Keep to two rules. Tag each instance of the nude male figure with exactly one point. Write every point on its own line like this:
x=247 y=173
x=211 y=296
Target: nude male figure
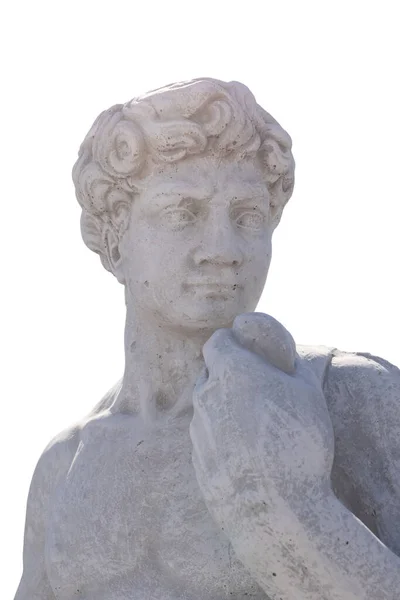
x=227 y=462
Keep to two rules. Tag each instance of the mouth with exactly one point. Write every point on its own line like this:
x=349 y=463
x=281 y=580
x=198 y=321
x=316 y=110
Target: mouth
x=213 y=289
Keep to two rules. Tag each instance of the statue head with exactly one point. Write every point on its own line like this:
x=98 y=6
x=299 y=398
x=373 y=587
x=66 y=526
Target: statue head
x=181 y=190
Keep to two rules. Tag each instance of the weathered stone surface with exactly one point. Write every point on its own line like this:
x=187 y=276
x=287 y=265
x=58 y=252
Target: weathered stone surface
x=227 y=462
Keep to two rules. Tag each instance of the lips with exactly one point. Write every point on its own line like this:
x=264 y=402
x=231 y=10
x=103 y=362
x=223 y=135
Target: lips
x=214 y=287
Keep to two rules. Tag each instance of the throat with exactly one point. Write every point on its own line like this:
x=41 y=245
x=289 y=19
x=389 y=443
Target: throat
x=161 y=369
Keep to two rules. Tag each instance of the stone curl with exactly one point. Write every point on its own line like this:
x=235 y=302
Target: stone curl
x=199 y=117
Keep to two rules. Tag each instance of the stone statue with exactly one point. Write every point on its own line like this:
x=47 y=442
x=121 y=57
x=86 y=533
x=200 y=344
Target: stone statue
x=227 y=463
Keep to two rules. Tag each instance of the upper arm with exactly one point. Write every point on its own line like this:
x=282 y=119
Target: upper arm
x=34 y=584
x=363 y=395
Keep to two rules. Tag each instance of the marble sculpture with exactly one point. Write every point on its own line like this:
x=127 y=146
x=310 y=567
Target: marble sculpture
x=228 y=463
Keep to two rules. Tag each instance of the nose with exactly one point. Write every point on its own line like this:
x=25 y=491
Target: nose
x=219 y=246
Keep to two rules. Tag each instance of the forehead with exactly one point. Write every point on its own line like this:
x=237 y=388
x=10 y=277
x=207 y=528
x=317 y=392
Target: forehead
x=208 y=173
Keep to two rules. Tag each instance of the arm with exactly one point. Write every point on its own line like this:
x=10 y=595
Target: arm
x=363 y=396
x=263 y=453
x=34 y=584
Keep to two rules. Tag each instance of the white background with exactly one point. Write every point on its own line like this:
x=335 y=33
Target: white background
x=327 y=71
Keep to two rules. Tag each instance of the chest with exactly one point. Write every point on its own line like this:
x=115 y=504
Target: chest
x=130 y=511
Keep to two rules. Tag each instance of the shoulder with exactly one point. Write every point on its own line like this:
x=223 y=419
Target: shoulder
x=53 y=463
x=362 y=377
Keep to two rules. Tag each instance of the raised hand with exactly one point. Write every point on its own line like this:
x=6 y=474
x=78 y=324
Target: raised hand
x=261 y=431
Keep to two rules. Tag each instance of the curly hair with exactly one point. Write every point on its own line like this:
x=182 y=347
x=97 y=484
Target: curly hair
x=199 y=117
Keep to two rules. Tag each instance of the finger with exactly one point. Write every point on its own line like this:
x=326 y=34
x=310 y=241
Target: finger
x=265 y=336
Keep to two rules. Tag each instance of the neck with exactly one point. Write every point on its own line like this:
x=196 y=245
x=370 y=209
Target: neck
x=161 y=368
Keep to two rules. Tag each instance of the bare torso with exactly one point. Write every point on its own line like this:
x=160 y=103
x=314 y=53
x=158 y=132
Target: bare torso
x=129 y=516
x=127 y=519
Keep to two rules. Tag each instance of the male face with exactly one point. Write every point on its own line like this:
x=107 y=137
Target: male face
x=198 y=246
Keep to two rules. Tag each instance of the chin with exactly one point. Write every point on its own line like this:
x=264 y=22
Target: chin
x=211 y=314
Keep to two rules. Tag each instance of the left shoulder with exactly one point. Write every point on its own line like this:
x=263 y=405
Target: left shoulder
x=361 y=371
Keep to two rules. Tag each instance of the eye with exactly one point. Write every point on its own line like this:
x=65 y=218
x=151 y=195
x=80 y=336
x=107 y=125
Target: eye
x=178 y=217
x=251 y=219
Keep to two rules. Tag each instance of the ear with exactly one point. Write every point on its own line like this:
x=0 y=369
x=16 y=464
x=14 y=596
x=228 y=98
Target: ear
x=111 y=248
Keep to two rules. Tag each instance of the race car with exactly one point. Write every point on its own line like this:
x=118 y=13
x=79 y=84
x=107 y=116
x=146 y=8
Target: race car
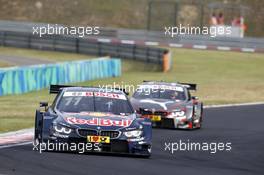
x=102 y=117
x=168 y=105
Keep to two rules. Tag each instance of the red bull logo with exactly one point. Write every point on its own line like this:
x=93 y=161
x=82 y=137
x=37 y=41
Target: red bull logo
x=99 y=122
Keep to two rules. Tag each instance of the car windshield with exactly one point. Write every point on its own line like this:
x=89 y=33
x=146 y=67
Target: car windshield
x=76 y=102
x=171 y=93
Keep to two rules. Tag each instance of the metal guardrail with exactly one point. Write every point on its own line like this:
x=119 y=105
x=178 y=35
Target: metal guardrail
x=83 y=46
x=154 y=36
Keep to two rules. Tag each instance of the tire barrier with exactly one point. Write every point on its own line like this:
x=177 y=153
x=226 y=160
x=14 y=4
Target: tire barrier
x=18 y=80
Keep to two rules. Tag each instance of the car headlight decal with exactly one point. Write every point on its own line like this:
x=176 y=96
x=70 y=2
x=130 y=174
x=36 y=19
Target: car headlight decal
x=134 y=133
x=62 y=129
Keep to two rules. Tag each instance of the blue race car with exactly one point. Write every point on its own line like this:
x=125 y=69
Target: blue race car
x=102 y=118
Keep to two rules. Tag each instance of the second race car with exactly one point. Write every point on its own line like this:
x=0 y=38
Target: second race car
x=168 y=105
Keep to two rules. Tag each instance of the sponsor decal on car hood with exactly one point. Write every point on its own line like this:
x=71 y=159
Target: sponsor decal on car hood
x=98 y=119
x=157 y=104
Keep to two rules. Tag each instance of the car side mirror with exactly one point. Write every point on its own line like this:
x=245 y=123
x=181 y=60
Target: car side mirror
x=195 y=98
x=43 y=104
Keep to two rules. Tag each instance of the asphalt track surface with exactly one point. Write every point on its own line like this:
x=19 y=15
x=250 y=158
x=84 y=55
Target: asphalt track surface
x=242 y=126
x=23 y=61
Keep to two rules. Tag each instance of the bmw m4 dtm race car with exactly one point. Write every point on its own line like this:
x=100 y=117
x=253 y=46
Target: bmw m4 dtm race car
x=168 y=105
x=93 y=115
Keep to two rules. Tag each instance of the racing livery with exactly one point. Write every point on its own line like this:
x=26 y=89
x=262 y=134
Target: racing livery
x=93 y=115
x=168 y=105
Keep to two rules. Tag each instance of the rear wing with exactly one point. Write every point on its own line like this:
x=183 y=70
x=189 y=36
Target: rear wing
x=190 y=86
x=55 y=89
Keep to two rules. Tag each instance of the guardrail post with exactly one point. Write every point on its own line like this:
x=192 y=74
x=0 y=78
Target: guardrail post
x=77 y=45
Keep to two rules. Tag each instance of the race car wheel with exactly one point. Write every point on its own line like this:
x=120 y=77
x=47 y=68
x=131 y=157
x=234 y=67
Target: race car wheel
x=38 y=127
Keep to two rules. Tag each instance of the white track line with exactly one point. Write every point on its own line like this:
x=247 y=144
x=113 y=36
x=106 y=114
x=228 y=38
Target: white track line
x=104 y=40
x=199 y=46
x=247 y=50
x=127 y=42
x=16 y=144
x=175 y=45
x=150 y=43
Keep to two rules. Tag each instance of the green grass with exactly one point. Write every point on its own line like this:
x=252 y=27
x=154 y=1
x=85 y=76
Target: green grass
x=43 y=55
x=222 y=77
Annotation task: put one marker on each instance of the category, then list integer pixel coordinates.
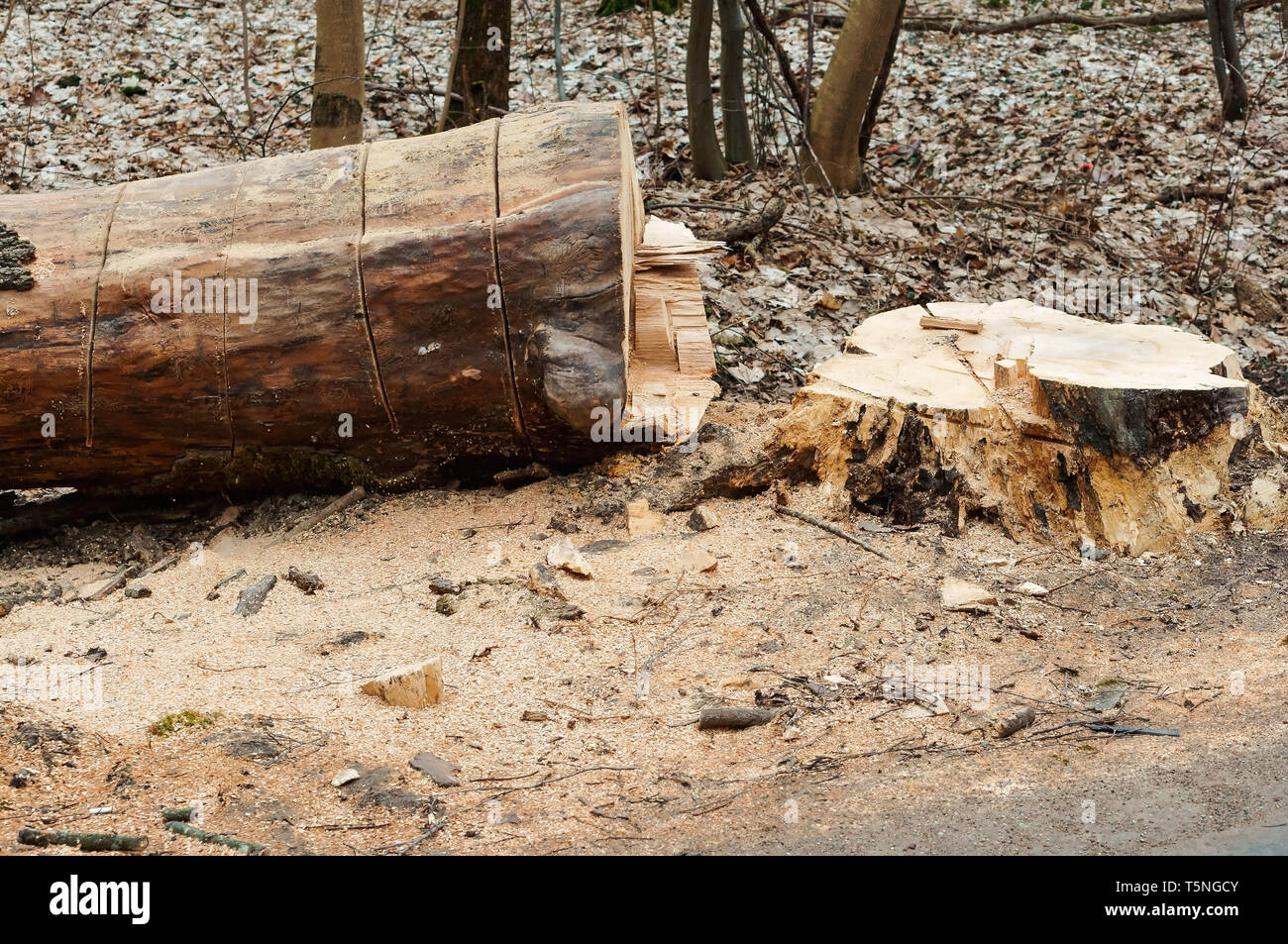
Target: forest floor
(1018, 165)
(575, 729)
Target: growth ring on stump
(1125, 437)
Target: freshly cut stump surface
(1122, 437)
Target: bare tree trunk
(558, 22)
(481, 63)
(708, 161)
(870, 116)
(836, 119)
(1225, 58)
(339, 94)
(733, 95)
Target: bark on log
(1122, 437)
(410, 310)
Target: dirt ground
(578, 733)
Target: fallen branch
(733, 719)
(215, 839)
(764, 29)
(252, 599)
(85, 841)
(832, 530)
(335, 507)
(750, 227)
(1116, 729)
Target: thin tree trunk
(733, 94)
(1225, 58)
(481, 63)
(558, 22)
(250, 102)
(708, 161)
(339, 94)
(836, 119)
(870, 117)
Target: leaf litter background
(1047, 147)
(1050, 142)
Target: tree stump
(1122, 437)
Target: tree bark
(480, 81)
(1057, 426)
(708, 162)
(836, 119)
(870, 116)
(387, 313)
(1225, 58)
(733, 94)
(339, 91)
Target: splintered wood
(671, 365)
(1103, 436)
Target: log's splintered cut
(389, 313)
(1068, 428)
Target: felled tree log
(387, 313)
(1121, 437)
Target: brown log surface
(456, 303)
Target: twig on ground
(832, 530)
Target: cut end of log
(1121, 437)
(511, 305)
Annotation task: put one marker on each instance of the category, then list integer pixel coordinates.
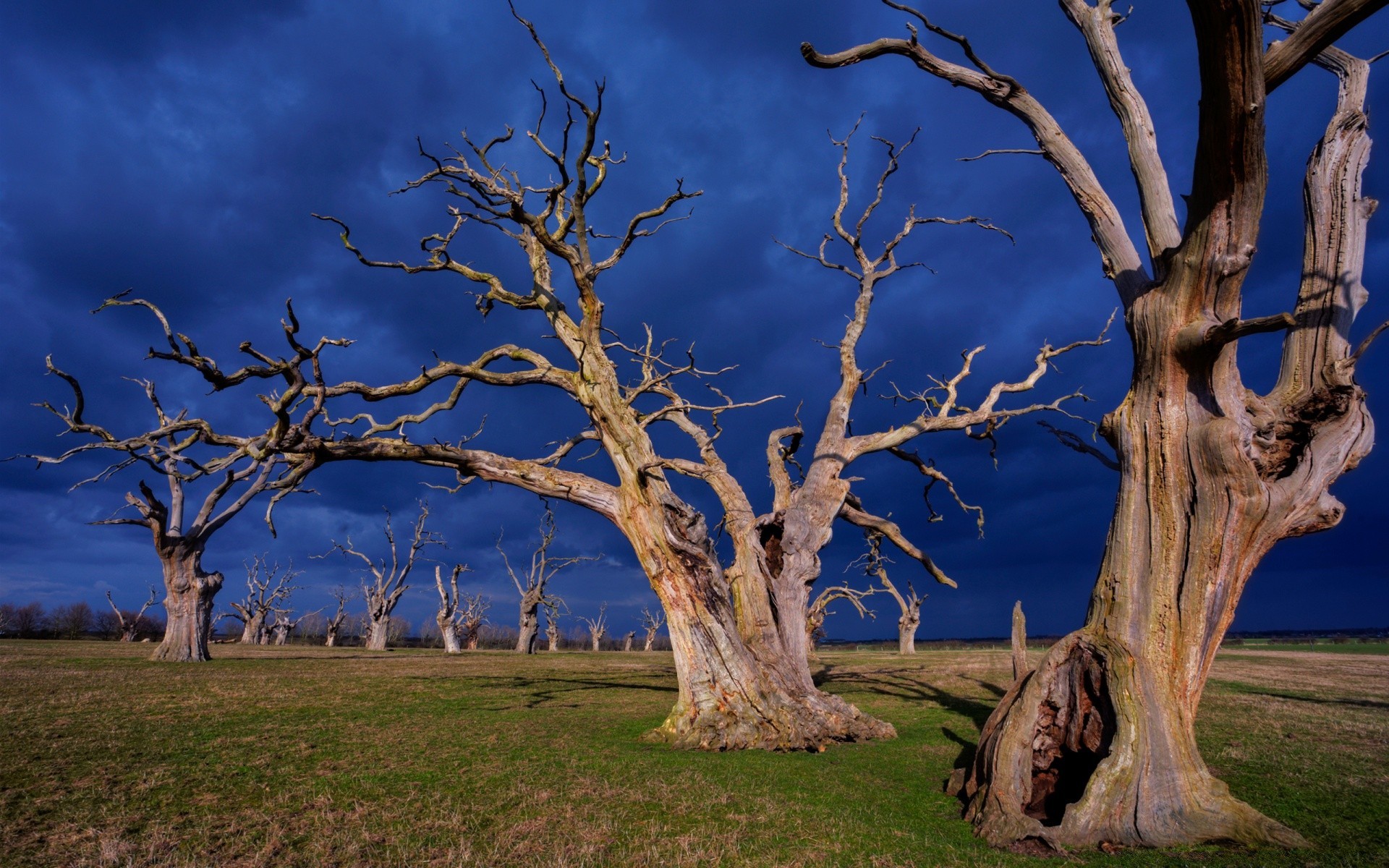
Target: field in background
(305, 756)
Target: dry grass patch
(338, 757)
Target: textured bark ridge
(1097, 744)
(188, 605)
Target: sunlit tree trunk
(188, 603)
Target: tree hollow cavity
(1073, 736)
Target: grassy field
(305, 756)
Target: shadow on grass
(535, 696)
(899, 685)
(1320, 700)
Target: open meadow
(309, 756)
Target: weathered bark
(907, 625)
(449, 631)
(388, 582)
(1097, 744)
(738, 634)
(530, 624)
(652, 624)
(131, 624)
(188, 603)
(532, 585)
(253, 632)
(1020, 642)
(335, 624)
(377, 629)
(818, 610)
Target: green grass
(315, 757)
(1321, 647)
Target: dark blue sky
(179, 149)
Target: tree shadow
(1360, 703)
(534, 694)
(899, 685)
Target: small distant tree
(552, 624)
(188, 451)
(598, 626)
(335, 624)
(910, 605)
(27, 621)
(267, 588)
(398, 629)
(818, 610)
(1097, 745)
(532, 590)
(129, 624)
(284, 625)
(449, 614)
(471, 618)
(652, 624)
(72, 621)
(382, 593)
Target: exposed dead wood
(1096, 745)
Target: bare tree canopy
(1097, 742)
(534, 585)
(383, 581)
(188, 451)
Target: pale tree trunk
(188, 603)
(1020, 642)
(530, 625)
(377, 629)
(1097, 744)
(253, 628)
(907, 625)
(449, 631)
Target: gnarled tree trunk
(377, 629)
(1097, 744)
(530, 624)
(188, 603)
(907, 625)
(449, 631)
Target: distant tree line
(75, 621)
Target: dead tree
(552, 624)
(284, 626)
(910, 603)
(598, 628)
(818, 610)
(131, 624)
(335, 624)
(449, 614)
(742, 671)
(1097, 744)
(1020, 642)
(388, 582)
(537, 579)
(267, 588)
(190, 451)
(471, 618)
(652, 624)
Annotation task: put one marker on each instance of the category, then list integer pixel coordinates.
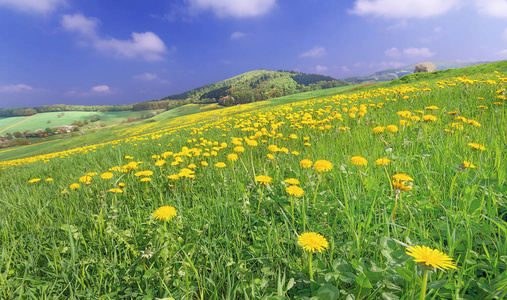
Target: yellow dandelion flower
(160, 163)
(382, 161)
(263, 179)
(295, 191)
(311, 241)
(106, 175)
(306, 163)
(402, 177)
(379, 129)
(220, 165)
(323, 166)
(164, 213)
(232, 157)
(239, 149)
(400, 185)
(429, 118)
(358, 161)
(74, 186)
(476, 146)
(467, 165)
(404, 123)
(392, 128)
(426, 256)
(85, 179)
(292, 181)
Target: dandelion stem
(310, 269)
(389, 179)
(423, 285)
(316, 189)
(395, 207)
(260, 200)
(292, 208)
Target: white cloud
(502, 53)
(33, 6)
(100, 89)
(314, 52)
(145, 45)
(403, 9)
(321, 69)
(146, 76)
(393, 52)
(15, 88)
(409, 52)
(493, 8)
(237, 35)
(419, 52)
(78, 22)
(233, 8)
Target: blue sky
(97, 52)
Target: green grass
(40, 121)
(234, 238)
(99, 135)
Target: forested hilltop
(257, 86)
(245, 88)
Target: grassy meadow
(52, 119)
(327, 197)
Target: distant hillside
(257, 86)
(391, 74)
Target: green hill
(391, 74)
(258, 85)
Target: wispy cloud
(15, 88)
(146, 76)
(314, 52)
(145, 45)
(237, 35)
(232, 8)
(321, 69)
(411, 52)
(33, 6)
(493, 8)
(403, 9)
(101, 89)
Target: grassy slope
(110, 133)
(39, 121)
(227, 243)
(100, 135)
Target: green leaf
(389, 296)
(347, 277)
(340, 265)
(363, 282)
(328, 292)
(436, 284)
(404, 273)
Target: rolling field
(40, 120)
(393, 191)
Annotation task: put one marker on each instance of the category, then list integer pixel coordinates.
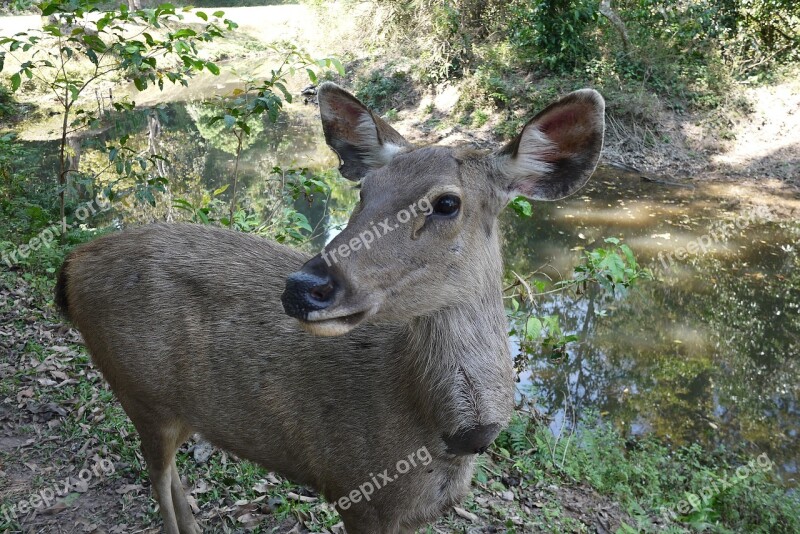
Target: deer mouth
(322, 324)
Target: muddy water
(710, 352)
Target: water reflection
(709, 353)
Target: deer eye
(447, 205)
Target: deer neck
(457, 365)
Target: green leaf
(533, 328)
(183, 33)
(338, 65)
(311, 75)
(522, 207)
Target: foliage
(280, 220)
(265, 98)
(652, 480)
(76, 34)
(553, 33)
(381, 91)
(613, 269)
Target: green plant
(554, 32)
(380, 91)
(79, 32)
(265, 97)
(613, 269)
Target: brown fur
(186, 324)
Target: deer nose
(310, 289)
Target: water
(708, 353)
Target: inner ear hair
(557, 150)
(362, 140)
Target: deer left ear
(557, 150)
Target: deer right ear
(557, 151)
(362, 140)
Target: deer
(333, 370)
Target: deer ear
(556, 151)
(362, 140)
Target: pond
(709, 352)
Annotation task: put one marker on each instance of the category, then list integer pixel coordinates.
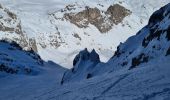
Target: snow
(148, 81)
(38, 24)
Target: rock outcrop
(114, 15)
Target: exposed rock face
(10, 26)
(114, 15)
(14, 60)
(150, 44)
(117, 13)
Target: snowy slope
(13, 60)
(23, 73)
(59, 40)
(139, 70)
(145, 76)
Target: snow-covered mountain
(59, 29)
(149, 44)
(139, 70)
(13, 60)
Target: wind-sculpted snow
(135, 72)
(83, 64)
(55, 38)
(139, 70)
(14, 60)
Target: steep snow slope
(148, 44)
(144, 76)
(55, 38)
(23, 73)
(139, 70)
(14, 60)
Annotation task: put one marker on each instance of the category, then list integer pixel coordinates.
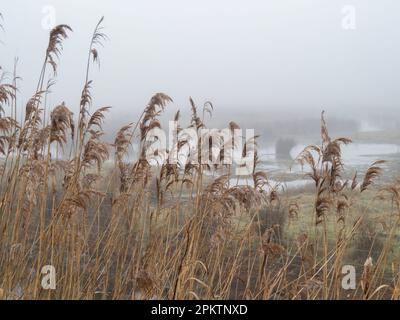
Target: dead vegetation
(137, 231)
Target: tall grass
(135, 231)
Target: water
(356, 156)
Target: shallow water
(356, 156)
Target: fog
(254, 60)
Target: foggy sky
(245, 56)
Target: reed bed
(132, 230)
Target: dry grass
(138, 232)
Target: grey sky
(256, 55)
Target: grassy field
(113, 228)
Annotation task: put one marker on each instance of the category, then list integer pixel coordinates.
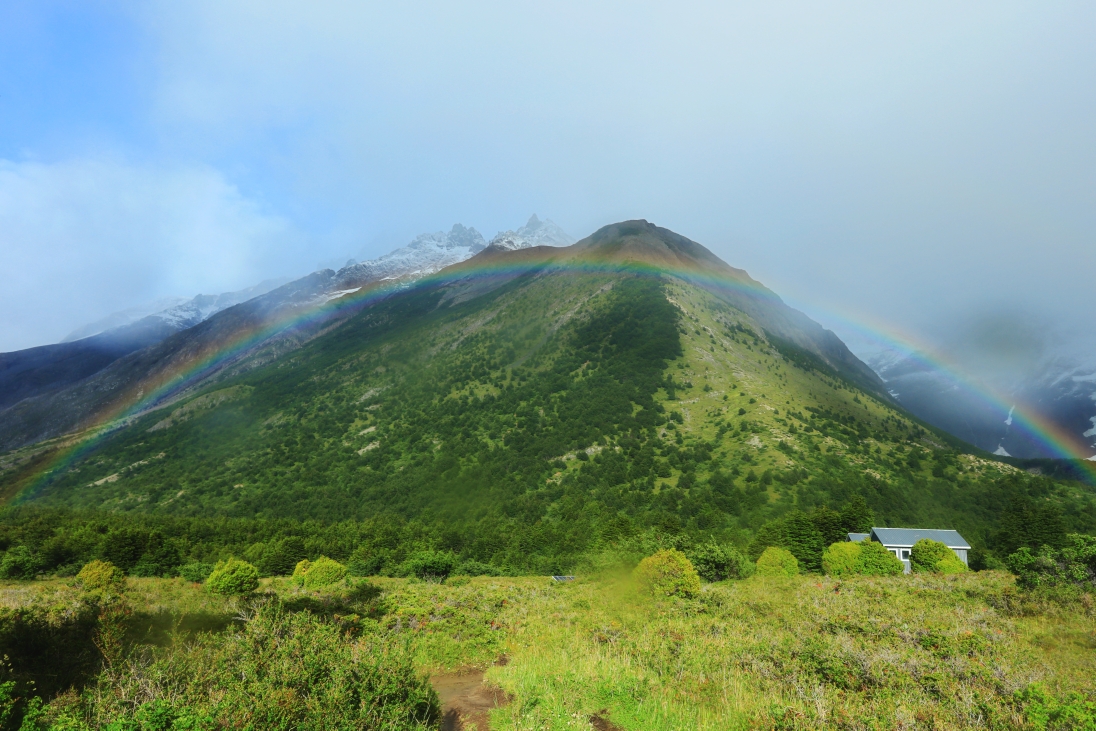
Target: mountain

----

- _Problem details_:
Copy verbatim the span that opens at the line with "Target: foliage" and closes at the final line of the listing. Do not carry over any pictures.

- _Written answer_:
Target: foliage
(280, 220)
(265, 98)
(652, 480)
(76, 34)
(553, 33)
(381, 91)
(613, 269)
Target: green plant
(554, 32)
(380, 91)
(79, 32)
(265, 97)
(613, 269)
Target: brown fur
(186, 324)
Target: deer nose
(310, 289)
Target: water
(708, 353)
Target: inner ear hair
(557, 150)
(362, 140)
Target: deer left ear
(557, 150)
Target: deer right ear
(557, 151)
(362, 140)
Target: deer
(333, 370)
Target: deer ear
(556, 151)
(362, 140)
Target: pond
(709, 352)
Annotation task: put one marker on each instance of the category, then list integer pixel coordinates.
Target: snow
(148, 81)
(38, 24)
Target: rock outcrop
(114, 15)
Target: exposed rock face
(10, 26)
(114, 15)
(14, 60)
(150, 44)
(117, 13)
Target: snowy slope
(13, 60)
(23, 73)
(59, 40)
(139, 70)
(145, 76)
Target: snow-covered mountain
(59, 29)
(149, 44)
(139, 70)
(13, 60)
Target: wind-sculpted snow
(135, 72)
(83, 64)
(55, 38)
(139, 70)
(14, 60)
Target: steep snow slope
(148, 44)
(144, 76)
(55, 38)
(23, 73)
(139, 70)
(14, 60)
Annotation task: put one marker on each instance of the category, then list integer pixel coordinates.
Target: dead vegetation
(137, 231)
Target: tall grass
(135, 231)
Target: water
(356, 156)
Target: shallow water
(356, 156)
Target: fog
(254, 60)
Target: foggy sky
(245, 56)
Target: reed bed
(132, 230)
Target: dry grass
(138, 232)
Target: grey sky
(256, 55)
Target: grassy field
(113, 228)
Annotation task: put one marker on each instance of the category, then list integer pixel coordinates.
Target: mountain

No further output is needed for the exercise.